Wissenschafter konnten nun durch ein neuartiges chemotherapeutisches Behandlungskonzept die Heilungsaussichten für Kinder unter drei Jahren verbessern, die an einem Medulloblastom, dem häufigsten bösartigen Hirntumor des Kindes- und Jugendalters, erkrankt sind. Das erstmals erprobte Behandlungskonzept erlaubt den Verzicht auf eine Strahlentherapie. Hierdurch konnten bei Kindern dieser Altersgruppe Intelligenzdefizite und andere Spätfolgen der traditionellen Behandlungsmethode vermindert werden.

Die Kind-Philipp-Stiftung für Leukämieforschung im Stifterverband verleiht ihren mit insgesamt 10.000 Euro dotierten Forschungspreis 2004 zu gleichen Teilen an Dr. med. Stefan Rutkowski und postum an Prof. Dr. med. Joachim Kühl, Klinik für Kinderheilkunde des Universitätsklinikums Würzburg.

▶ Aufgabe:
Beantworten Sie anhand des Textauszugs:
1. Für Kinder welchen Alters verbessert das neue Behandlungskonzept die Heilungsaussichten?
2. Auf welche Therapie kann durch das Behandlungskonzept verzichtet werden?
3. Mit wie viel Euro ist der Forschungspreis 2004 insgesamt dotiert?
Verwenden Sie ausschließlich den Textauszug.

▶ Bereitgestellte Liste:
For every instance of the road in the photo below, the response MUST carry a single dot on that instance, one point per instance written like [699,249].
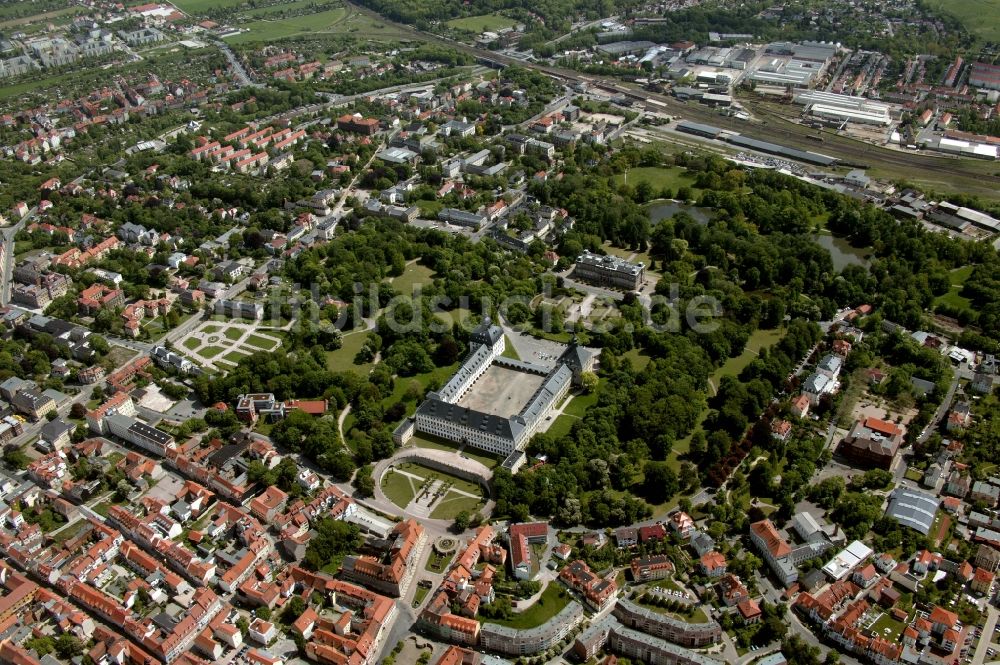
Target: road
[985,640]
[239,73]
[8,254]
[957,172]
[941,410]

▶ Ihre Antwort:
1. Für Kinder unter drei Jahren.
2. Auf eine Strahlentherapie.
3. Mit insgesamt 10.000 Euro.